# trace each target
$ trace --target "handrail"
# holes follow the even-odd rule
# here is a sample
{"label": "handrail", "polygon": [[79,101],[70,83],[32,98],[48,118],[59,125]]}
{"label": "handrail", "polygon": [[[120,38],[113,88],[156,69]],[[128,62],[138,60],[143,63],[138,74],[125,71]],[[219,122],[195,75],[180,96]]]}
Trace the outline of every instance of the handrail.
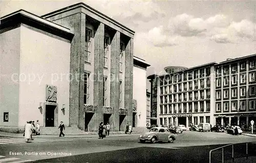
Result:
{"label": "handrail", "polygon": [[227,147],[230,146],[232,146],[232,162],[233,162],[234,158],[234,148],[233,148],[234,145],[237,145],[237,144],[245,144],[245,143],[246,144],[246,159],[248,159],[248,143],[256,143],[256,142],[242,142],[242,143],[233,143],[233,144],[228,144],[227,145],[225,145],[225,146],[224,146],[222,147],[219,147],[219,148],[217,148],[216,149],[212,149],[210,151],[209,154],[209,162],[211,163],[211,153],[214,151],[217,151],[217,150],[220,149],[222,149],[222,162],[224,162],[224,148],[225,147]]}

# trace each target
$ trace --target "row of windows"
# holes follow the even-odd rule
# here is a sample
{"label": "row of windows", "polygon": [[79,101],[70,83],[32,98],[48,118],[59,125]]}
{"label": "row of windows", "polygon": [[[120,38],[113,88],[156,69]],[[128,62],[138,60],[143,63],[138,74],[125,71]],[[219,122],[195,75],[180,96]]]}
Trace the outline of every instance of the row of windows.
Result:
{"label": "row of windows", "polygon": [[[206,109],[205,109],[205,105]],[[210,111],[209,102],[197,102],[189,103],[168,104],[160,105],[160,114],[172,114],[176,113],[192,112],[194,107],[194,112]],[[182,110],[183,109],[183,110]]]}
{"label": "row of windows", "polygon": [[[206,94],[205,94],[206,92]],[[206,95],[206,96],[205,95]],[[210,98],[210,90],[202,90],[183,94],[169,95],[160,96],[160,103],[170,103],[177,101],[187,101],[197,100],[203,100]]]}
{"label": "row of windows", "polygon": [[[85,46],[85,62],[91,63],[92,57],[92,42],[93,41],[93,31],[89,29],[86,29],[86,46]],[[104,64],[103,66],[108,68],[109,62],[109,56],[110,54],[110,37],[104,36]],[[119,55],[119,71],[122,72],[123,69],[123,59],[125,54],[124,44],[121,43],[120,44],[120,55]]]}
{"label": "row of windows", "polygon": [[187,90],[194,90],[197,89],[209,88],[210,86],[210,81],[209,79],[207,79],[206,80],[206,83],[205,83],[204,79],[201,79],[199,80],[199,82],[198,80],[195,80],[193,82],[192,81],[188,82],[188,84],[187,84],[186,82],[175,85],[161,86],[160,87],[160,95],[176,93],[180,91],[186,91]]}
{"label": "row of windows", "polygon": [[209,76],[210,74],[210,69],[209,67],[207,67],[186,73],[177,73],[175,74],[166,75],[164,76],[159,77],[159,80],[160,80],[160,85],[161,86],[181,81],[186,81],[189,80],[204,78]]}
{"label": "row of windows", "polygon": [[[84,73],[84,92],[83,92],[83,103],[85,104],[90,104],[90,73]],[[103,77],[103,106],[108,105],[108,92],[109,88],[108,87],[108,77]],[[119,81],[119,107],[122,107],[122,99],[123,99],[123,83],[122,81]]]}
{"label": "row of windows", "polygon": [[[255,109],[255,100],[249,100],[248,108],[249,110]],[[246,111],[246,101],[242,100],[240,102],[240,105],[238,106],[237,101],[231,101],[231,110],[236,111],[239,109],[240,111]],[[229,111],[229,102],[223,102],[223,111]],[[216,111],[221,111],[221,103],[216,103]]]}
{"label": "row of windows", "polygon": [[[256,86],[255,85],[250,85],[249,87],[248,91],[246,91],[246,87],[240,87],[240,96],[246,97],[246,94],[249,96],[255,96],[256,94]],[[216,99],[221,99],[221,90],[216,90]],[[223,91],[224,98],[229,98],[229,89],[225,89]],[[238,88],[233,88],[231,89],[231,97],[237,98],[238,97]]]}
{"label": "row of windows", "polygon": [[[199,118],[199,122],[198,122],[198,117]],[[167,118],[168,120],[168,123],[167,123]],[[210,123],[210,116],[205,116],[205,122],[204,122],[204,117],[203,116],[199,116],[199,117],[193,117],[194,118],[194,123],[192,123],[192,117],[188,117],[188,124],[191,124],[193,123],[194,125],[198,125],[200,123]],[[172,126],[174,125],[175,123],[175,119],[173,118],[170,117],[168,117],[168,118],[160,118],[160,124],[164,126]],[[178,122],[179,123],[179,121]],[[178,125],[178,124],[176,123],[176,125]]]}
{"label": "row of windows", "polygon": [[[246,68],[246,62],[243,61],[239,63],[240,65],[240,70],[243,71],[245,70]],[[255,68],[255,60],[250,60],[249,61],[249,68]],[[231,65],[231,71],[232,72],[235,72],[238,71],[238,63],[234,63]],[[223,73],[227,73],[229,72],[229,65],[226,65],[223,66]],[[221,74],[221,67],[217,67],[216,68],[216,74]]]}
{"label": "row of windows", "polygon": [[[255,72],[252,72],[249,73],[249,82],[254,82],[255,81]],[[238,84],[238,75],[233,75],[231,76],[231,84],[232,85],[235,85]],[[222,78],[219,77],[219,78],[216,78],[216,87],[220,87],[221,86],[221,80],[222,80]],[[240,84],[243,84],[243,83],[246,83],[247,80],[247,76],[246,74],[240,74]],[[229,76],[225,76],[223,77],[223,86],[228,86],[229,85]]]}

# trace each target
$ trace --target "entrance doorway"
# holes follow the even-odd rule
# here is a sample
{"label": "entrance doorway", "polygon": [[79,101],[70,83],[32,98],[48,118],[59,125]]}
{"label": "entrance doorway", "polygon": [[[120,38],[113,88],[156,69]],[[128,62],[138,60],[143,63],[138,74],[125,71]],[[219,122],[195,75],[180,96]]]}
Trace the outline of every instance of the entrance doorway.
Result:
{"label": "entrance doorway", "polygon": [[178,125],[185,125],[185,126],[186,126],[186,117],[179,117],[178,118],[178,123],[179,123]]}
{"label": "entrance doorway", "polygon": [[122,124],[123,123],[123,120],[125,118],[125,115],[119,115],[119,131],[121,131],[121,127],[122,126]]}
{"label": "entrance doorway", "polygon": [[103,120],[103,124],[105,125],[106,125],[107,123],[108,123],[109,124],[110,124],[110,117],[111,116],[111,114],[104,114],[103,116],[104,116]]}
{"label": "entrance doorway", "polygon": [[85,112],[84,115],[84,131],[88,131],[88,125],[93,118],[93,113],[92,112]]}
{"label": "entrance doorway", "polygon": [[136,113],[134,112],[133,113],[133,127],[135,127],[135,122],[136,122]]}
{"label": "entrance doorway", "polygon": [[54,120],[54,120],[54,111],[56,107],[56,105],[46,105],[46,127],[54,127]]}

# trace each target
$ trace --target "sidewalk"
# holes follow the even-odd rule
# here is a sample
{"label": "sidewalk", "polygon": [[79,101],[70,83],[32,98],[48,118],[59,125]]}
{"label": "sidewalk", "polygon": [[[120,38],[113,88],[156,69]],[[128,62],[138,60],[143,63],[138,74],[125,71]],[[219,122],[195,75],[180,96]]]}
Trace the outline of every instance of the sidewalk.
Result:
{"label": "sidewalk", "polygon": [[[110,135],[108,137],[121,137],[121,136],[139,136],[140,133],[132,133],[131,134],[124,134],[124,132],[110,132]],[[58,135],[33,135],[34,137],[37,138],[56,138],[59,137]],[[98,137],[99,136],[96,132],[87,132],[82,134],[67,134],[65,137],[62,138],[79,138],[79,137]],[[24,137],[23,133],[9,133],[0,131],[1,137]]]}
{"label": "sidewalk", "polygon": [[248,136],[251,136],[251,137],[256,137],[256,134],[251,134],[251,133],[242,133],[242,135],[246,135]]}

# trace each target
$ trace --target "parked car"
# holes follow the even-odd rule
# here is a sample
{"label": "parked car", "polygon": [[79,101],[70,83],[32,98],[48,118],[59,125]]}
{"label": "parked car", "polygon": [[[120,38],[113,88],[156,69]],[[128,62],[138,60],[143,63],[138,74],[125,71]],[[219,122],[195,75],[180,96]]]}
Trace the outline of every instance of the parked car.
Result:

Objective:
Pull out every line of the records that contains the string "entrance", matching case exactly.

In response:
$ trace --target "entrance doorway"
{"label": "entrance doorway", "polygon": [[79,101],[70,83],[32,98],[48,118],[59,125]]}
{"label": "entrance doorway", "polygon": [[[120,38],[113,88],[156,69]],[[128,62],[138,60],[143,63],[138,74],[125,71]],[[219,122],[195,75],[180,96]]]}
Trace the outline of every instance of the entrance doorway.
{"label": "entrance doorway", "polygon": [[178,125],[185,125],[185,126],[186,126],[186,117],[179,117],[178,118],[178,123],[179,123]]}
{"label": "entrance doorway", "polygon": [[122,124],[123,123],[123,120],[125,118],[125,115],[119,115],[119,131],[121,131],[121,127],[122,126]]}
{"label": "entrance doorway", "polygon": [[103,120],[103,124],[105,125],[106,125],[107,123],[108,123],[109,124],[110,124],[110,117],[111,116],[111,114],[104,114],[103,116],[104,116]]}
{"label": "entrance doorway", "polygon": [[85,112],[84,115],[84,131],[88,131],[88,125],[93,118],[93,113],[92,112]]}
{"label": "entrance doorway", "polygon": [[136,113],[134,112],[133,113],[133,127],[135,127],[135,122],[136,122]]}
{"label": "entrance doorway", "polygon": [[54,120],[54,120],[54,111],[56,107],[56,105],[46,105],[46,127],[54,127]]}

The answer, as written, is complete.